■ PROBLEMS TO WORK ON
1. In the Redis HyperLogLog page, reproduce word for word the stretch from "Stored as a" through "just three commands.".
2. Extend the Redis HyperLogLog page beyond its last line of text.

■ SOURCE DOCUMENT
____

Redis - HyperLogLog, Piping, Protocol, Administration

Posted Sep 30, 2024

Redis Administration

By Shareef Ahmed

8 min read

Redis - HyperLogLog, Piping, Protocol, Administration

HyperLogLog

It is a data structure that gives approximate results.
It’s used to estimate the count of unique items in a set.
Stored as a Redis string.
Works similarly to Sets but uses less memory.
Not 100% accurate, but saves a lot of memory.
Helps you keep track of counts for millions of items very efficiently.
Uses just three commands.
- PFADD
- PFCOUNT
- PFMERGE

Commands

❯ Adds elements to a HyperLogLog key. Creates the key if it doesn’t exist

❯ Syntax: pfadd [key] [members]

❯ Returns the approximated cardinality of the set(s) observed by the HyperLogLog key(s)

❯ Syntax: pfcount [key1] ...

❯ Merges one or more HyperLogLog values into a single key

❯ Syntax: pfmerge [result_hll_key] [key1] [key2] ...

  
127.0.0.1:6379> pfadd cloudsimplify:home_page:ips 12.12.12.12 34.12.0.5 90.90.125.127
(integer) 1
127.0.0.1:6379> pfadd cloudsimplify:blog_page:ips 56.234.202.101 89.233.233.78
(integer) 1
127.0.0.1:6379> pfadd cloudsimplify:contact_page:ips 12.12.12.12 34.12.0.5 90.90.125.127
(integer) 1
127.0.0.1:6379> pfcount cloudsimplify:home_page:ips cloudsimplify:blog_page:ips cloudsimplify:contact_page:ips
(integer) 5
127.0.0.1:6379> pfmerge cloudsmplify:visitor:unique:ips cloudsimplify:home_page:ips cloudsimplify:blog_page:ips cloudsimplify:contact_page:ips
OK
127.0.0.1:6379> pfcount cloudsmplify:visitor:unique:ips
(integer) 5

⚠️ Can we view the HyperLogLog data?

____

■ DATA ROWS
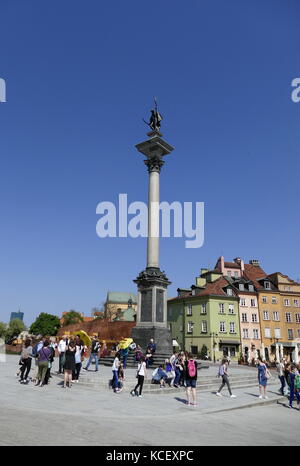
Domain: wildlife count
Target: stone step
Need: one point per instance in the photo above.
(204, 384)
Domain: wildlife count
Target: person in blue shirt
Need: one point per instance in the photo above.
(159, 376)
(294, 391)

____

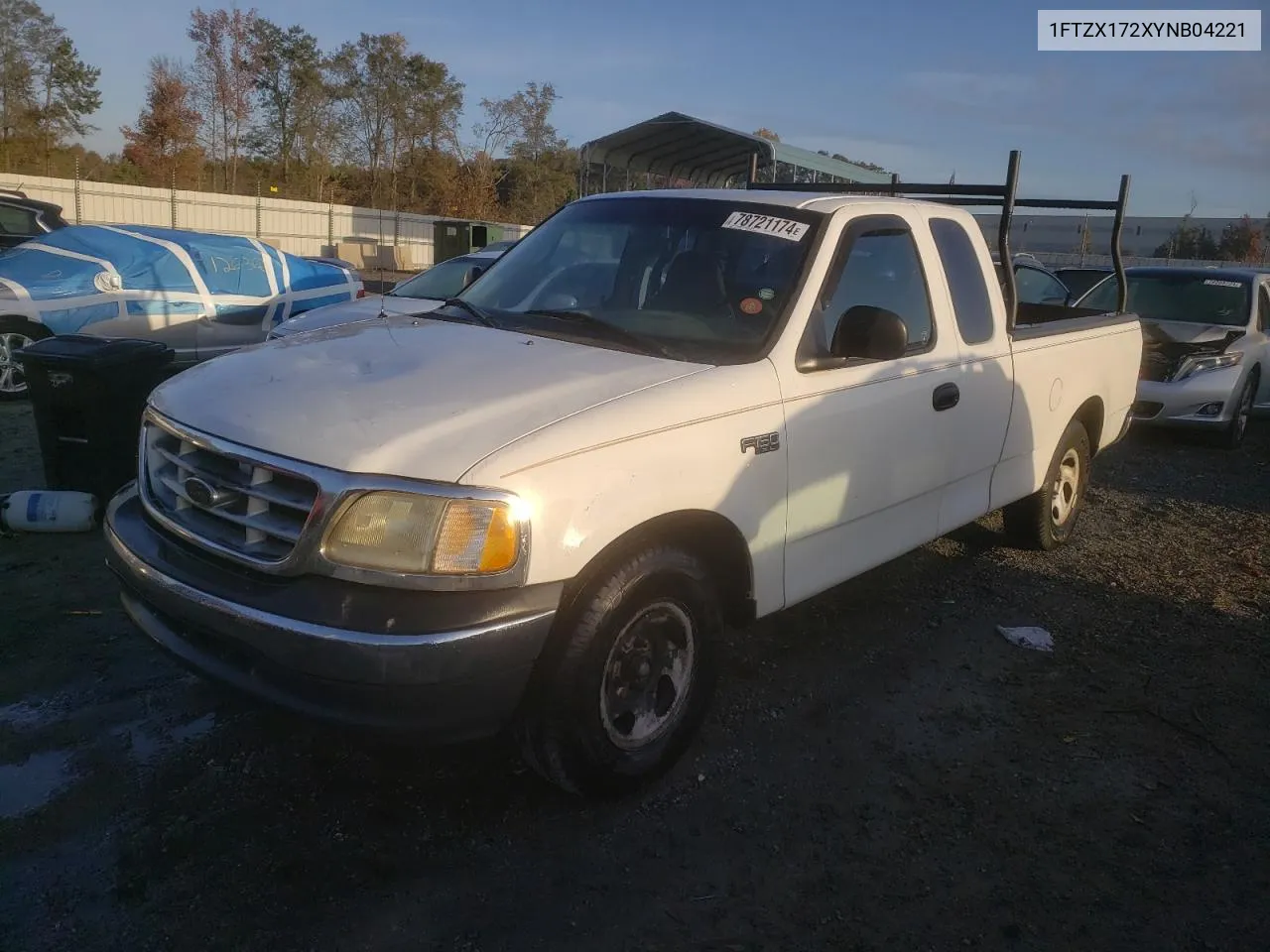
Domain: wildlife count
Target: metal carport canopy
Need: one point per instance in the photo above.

____

■ EXPECTED RESULTS
1.
Stored as a Redis string.
Works similarly to Sets but uses less memory.
Not 100% accurate, but saves a lot of memory.
Helps you keep track of counts for millions of items very efficiently.
Uses just three commands.

2.
No, it does not store the data but only the cardinality

Pipeling

The redis --pipe feature allows for efficient bulk data transfer to a Redis server by using pipelining. Instead of sending and waiting for each command individually (SYNC), it sends multiple commands at once in a single network round trip (ASYNC), improving performance. This is particularly useful for importing or exporting large datasets. The process minimizes latency and network overhead by batching commands, making it faster than sending commands one by one.

  
curl -sL https://datahub.io/core/country-list/_r/-/data.csv \
| awk -F',' 'NR>1 && length($2)==2 {print "SET country:"$2 " " "\""$1"\""}' \
| redis-cli --pipe

All data transferred. Waiting for the last reply...
Last reply received from server.
errors: 0, replies: 233

RESP Protocol

Redis clients talk to the Redis server using a protocol called RESP (REdis Serialization Protocol).
It’s easy to use, quick to process, and readable by humans.
RESP can handle different types of data like:
- Strings
- Numbers
- Lists
- Booleans
RESP is binary safe, meaning it can handle all kinds of data.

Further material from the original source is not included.